To avoid incurring charges to your GCP account for the resources used:
# Remove only the files created by this sample.
gsutil -m rm -rf "gs://$BUCKET/samples/dataflow/kms"
# [optional] Remove the Cloud Storage bucket.
gsutil rb gs://$BUCKET
# Remove the BigQuery table.
bq rm -f -t $PROJECT:$DATASET.$TABLE
# [optional] Remove the BigQuery dataset and all its tables.
bq rm -rf -d $PROJECT:$DATASET
# Revoke Encrypter/Decrypter permissions to the Dataflow service account.
gcloud projects remove-iam-policy-binding $PROJECT \
--member serviceAccount:service-$PROJECT_NUMBER@dataflow-service-producer-prod.iam.gserviceaccount.com \
--role roles/cloudkms.cryptoKeyEncrypterDecrypter
# Revoke Encrypter/Decrypter permissions to the Compute Engine service account.
gcloud projects remove-iam-policy-binding $PROJECT \
--member serviceAccount:service-$PROJECT_NUMBER@compute-system.iam.gserviceaccount.com \
--role roles/cloudkms.cryptoKeyEncrypterDecrypter
# Revoke Encrypter/Decrypter permissions to the BigQuery service account.
gcloud projects remove-iam-policy-binding $PROJECT \
--member serviceAccount:bq-$PROJECT_NUMBER@bigquery-encryption.iam.gserviceaccount.com \
--role roles/cloudkms.cryptoKeyEncrypterDecrypter

● AIM OF THE EXERCISE: Copy the cleanup instructions verbatim, from "# [optional] Remove the Cloud" through "Engine service account.", inclusive.

● RECORD EXCERPTS:
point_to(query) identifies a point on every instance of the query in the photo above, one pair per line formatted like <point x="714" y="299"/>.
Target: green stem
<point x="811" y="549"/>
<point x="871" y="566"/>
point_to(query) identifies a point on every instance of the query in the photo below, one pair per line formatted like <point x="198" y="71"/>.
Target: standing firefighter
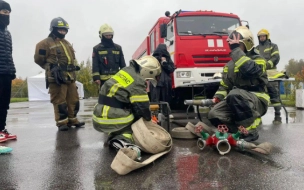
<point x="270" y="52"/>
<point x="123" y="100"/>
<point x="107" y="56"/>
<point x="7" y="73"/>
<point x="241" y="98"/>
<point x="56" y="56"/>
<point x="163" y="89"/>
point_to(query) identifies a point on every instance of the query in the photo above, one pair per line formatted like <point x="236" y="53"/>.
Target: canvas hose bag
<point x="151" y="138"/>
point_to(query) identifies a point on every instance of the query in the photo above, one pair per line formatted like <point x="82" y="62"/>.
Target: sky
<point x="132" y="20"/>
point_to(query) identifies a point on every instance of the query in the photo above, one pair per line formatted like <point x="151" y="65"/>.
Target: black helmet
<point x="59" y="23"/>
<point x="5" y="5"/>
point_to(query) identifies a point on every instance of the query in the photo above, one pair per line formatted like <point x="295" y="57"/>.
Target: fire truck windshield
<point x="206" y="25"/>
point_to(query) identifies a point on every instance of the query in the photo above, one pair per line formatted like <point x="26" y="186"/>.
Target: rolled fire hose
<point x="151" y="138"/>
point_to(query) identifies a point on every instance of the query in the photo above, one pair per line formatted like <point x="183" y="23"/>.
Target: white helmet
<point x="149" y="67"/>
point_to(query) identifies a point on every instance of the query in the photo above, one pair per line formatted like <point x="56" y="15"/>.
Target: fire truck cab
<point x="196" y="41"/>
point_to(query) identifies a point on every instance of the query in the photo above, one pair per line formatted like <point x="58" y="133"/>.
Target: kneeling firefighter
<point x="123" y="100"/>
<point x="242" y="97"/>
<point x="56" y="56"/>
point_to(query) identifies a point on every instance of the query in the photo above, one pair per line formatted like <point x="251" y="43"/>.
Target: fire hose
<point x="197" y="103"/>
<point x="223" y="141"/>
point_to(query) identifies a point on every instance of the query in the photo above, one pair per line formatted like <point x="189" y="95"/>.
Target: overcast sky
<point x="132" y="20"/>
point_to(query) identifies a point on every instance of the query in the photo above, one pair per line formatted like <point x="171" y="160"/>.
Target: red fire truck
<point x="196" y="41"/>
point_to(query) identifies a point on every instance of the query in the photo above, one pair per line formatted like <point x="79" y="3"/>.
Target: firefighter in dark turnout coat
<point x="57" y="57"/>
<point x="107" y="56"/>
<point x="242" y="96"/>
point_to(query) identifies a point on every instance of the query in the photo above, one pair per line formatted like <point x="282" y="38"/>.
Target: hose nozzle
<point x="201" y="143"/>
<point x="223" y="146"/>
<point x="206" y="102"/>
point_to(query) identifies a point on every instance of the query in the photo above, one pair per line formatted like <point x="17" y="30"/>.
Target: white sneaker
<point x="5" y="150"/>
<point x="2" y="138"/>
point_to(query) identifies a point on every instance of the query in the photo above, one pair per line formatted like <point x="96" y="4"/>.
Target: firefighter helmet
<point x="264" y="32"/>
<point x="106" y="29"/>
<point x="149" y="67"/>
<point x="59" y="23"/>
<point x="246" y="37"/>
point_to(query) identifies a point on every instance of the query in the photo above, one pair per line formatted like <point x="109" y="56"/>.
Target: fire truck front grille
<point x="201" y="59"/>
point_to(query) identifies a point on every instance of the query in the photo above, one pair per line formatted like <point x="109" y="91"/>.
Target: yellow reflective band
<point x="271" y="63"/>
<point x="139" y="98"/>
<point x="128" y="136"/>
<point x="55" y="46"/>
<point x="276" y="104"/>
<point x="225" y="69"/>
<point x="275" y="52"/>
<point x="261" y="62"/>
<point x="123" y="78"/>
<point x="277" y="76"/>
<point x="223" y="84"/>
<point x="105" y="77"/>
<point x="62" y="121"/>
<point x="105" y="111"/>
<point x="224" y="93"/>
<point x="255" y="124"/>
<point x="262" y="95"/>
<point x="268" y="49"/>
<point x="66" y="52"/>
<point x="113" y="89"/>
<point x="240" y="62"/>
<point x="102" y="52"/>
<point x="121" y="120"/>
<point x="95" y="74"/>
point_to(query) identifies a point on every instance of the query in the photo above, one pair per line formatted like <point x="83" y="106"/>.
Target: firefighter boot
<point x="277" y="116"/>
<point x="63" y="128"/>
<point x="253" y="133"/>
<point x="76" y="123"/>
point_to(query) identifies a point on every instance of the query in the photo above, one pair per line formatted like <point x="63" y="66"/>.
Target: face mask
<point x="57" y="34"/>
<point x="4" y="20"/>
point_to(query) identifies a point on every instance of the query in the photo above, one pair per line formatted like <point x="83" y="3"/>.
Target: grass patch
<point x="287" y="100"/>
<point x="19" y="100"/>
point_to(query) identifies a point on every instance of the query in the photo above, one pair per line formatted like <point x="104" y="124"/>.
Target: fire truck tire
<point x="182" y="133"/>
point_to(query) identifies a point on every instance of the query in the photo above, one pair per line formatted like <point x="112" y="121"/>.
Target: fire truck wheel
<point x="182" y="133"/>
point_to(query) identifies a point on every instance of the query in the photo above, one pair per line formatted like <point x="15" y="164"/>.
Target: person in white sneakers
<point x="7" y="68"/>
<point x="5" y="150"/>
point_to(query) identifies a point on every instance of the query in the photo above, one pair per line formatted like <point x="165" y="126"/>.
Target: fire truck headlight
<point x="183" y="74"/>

● WORKED SOLUTION:
# [optional] Remove the Cloud Storage bucket.
gsutil rb gs://$BUCKET
# Remove the BigQuery table.
bq rm -f -t $PROJECT:$DATASET.$TABLE
# [optional] Remove the BigQuery dataset and all its tables.
bq rm -rf -d $PROJECT:$DATASET
# Revoke Encrypter/Decrypter permissions to the Dataflow service account.
gcloud projects remove-iam-policy-binding $PROJECT \
--member serviceAccount:service-$PROJECT_NUMBER@dataflow-service-producer-prod.iam.gserviceaccount.com \
--role roles/cloudkms.cryptoKeyEncrypterDecrypter
# Revoke Encrypter/Decrypter permissions to the Compute Engine service account.